Entries
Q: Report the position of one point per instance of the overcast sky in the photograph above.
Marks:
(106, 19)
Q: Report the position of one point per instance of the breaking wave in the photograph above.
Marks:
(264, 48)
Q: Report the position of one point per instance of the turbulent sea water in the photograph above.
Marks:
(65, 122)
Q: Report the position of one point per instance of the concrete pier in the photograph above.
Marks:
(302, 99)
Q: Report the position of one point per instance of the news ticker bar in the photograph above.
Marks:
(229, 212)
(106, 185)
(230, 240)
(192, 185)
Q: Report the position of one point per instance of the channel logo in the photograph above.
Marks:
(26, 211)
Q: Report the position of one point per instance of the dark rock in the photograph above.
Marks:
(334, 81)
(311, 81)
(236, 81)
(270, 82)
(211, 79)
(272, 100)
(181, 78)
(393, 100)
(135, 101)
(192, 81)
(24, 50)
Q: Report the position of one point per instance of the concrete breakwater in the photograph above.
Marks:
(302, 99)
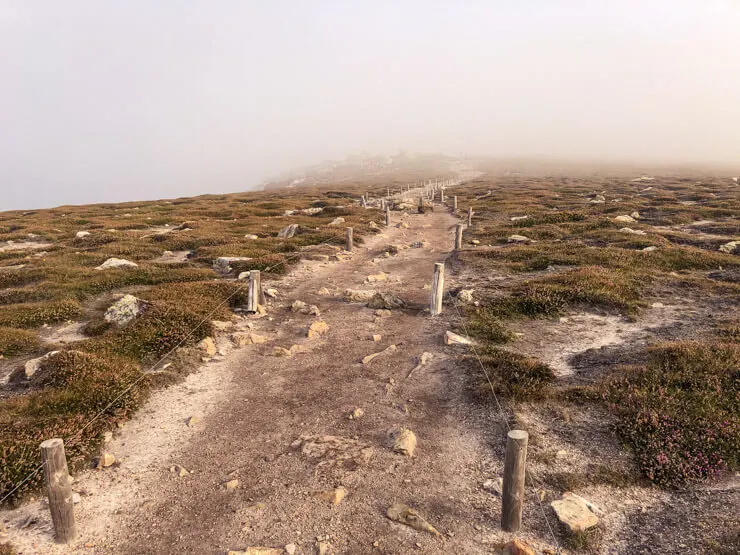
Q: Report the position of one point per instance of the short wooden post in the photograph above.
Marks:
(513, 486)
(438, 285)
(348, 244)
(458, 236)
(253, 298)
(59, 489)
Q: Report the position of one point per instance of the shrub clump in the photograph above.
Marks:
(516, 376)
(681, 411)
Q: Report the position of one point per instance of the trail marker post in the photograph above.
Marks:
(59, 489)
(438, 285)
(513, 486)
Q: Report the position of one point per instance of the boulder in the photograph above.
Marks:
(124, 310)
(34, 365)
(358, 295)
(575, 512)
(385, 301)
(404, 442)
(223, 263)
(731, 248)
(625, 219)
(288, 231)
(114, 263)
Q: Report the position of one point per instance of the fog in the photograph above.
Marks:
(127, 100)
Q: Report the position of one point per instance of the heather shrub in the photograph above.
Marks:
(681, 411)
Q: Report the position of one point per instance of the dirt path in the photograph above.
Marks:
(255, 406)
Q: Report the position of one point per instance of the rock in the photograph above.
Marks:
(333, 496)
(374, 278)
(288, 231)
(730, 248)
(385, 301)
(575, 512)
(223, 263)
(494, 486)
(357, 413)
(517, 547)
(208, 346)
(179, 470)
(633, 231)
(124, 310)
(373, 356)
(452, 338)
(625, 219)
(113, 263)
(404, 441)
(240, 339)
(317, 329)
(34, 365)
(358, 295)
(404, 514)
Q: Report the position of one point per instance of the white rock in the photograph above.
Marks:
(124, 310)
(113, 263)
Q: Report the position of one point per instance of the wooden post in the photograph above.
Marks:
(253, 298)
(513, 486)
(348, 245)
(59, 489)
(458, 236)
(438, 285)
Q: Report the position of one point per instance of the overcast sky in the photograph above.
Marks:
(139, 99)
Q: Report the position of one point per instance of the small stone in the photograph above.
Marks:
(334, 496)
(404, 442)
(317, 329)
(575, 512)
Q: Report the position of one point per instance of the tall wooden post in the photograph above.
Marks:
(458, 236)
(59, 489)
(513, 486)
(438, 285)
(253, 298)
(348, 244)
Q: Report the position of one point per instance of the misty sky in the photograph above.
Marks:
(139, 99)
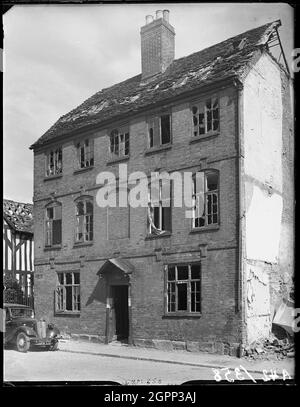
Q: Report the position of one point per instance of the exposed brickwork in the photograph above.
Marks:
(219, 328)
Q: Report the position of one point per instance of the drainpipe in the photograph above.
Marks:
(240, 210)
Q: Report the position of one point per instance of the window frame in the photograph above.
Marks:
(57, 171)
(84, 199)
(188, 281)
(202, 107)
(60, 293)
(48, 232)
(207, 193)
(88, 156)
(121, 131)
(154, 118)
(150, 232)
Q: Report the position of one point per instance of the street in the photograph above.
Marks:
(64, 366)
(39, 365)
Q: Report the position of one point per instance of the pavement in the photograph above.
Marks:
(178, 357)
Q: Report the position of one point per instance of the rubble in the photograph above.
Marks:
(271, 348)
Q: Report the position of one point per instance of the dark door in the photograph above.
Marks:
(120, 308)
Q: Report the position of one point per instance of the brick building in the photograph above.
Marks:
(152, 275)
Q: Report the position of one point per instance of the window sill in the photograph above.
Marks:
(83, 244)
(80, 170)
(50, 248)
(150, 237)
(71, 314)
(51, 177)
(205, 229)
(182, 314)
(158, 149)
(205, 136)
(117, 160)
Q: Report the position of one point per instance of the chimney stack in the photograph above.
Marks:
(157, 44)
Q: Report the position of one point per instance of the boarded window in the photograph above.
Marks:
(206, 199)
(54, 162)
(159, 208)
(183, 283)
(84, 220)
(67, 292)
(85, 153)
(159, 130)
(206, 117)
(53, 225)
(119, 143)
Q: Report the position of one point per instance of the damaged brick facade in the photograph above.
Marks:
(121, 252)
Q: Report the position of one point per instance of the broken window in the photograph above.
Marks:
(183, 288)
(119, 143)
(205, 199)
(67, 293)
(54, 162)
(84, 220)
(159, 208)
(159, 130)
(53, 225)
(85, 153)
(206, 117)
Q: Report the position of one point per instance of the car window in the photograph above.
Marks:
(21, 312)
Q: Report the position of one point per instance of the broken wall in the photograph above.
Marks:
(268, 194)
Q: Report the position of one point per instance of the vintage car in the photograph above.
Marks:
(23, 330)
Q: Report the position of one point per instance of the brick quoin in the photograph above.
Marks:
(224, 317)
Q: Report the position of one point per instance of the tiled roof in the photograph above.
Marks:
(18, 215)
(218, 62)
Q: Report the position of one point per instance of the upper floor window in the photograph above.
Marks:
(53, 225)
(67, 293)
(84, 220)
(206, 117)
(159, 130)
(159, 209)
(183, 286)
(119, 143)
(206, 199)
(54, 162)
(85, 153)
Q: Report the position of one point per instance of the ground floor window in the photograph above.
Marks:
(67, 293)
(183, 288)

...

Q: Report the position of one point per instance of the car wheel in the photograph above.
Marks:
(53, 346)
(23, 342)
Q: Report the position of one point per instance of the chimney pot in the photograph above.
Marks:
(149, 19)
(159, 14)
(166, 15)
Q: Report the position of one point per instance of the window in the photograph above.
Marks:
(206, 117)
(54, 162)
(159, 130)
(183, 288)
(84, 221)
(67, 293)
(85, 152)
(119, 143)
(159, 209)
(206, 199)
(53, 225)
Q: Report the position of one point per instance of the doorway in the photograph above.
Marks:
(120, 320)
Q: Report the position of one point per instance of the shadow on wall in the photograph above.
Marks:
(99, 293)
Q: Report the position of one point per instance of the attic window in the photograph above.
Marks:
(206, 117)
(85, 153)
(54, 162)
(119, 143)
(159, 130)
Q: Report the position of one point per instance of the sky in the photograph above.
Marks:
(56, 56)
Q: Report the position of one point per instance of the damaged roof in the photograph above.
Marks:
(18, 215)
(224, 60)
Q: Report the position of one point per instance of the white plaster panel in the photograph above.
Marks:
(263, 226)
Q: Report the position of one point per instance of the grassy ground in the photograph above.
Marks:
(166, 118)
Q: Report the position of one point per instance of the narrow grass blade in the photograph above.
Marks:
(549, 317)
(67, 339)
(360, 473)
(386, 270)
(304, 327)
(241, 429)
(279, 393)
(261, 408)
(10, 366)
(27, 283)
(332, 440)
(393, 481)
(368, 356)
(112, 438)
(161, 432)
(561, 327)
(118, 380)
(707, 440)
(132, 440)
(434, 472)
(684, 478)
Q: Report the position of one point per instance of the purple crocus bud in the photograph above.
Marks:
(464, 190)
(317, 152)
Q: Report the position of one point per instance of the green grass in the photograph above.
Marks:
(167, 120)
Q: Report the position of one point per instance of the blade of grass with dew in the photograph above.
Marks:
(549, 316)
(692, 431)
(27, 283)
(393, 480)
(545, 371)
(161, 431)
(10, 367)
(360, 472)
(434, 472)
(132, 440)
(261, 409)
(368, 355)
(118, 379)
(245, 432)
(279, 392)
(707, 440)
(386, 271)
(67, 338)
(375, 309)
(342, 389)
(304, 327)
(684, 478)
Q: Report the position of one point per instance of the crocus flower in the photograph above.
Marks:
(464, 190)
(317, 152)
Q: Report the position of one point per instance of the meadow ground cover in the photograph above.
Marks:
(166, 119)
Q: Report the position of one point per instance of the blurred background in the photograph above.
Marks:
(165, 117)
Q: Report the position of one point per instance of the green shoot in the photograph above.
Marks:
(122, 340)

Exercise instructions
Count the lines in the entries above that contain the string "rock", with case significant. Reply with that number alone.

Full solution
3